##### Extracted data
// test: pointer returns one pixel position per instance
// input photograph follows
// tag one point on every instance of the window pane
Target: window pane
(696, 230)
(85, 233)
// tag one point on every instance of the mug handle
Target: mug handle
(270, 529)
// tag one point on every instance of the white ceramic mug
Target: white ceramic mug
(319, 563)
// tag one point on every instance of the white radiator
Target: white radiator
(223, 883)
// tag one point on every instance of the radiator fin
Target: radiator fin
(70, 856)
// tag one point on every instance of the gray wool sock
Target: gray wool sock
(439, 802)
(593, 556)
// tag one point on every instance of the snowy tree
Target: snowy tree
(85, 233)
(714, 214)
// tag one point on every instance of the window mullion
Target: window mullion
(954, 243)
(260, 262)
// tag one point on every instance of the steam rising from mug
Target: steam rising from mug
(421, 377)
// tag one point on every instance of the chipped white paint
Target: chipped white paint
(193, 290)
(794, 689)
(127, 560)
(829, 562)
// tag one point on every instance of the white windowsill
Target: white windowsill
##########
#### Task description
Rewrite all the records above, changing every "gray wool sock" to "gray knit sock" and leaving everything else as it is.

#### Solution to the exercise
// test: pointer returns one pixel position per instance
// input photograph follows
// tag one point on every instance of the window pane
Target: window pane
(696, 230)
(85, 233)
// tag one point on every instance of the mug handle
Target: mug handle
(270, 529)
// tag one point on every instance of the white ceramic mug
Target: white ceramic mug
(319, 563)
// tag one point on every instance of the white radiator
Target: white radiator
(223, 883)
// tag one point on every instance of the radiator fin
Target: radiator fin
(70, 856)
// tag one point on every instance of the gray knit sock
Target: gray knit sock
(439, 802)
(593, 556)
// tag one point on every instance of the snowy tree
Target: snowy tree
(85, 233)
(714, 214)
// tag one point on every instance of the window mullion
Target: window mullion
(954, 243)
(260, 262)
// tag one point on every instance of the steam rising from mug
Target: steam rising from mug
(421, 377)
// tag one point on every instance of the chipped white paint
Target: chipped white paint
(193, 290)
(794, 689)
(127, 560)
(829, 562)
// tag one point on every instance of the white windowsill
Target: white windowsill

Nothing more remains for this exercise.